- _Stored data entries_:
[Start of section]
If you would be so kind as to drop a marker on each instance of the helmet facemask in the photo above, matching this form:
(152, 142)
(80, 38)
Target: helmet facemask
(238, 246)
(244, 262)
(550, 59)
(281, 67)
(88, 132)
[End of section]
- _What you need to do_:
Set all of the entries down again, exactly as they were given.

- _Exercise answer_:
If you would be so kind as to drop a marker on each instance of the helmet facemask in the photo above, matching this form:
(152, 142)
(80, 38)
Target: helmet facemask
(238, 246)
(244, 262)
(550, 59)
(281, 67)
(88, 132)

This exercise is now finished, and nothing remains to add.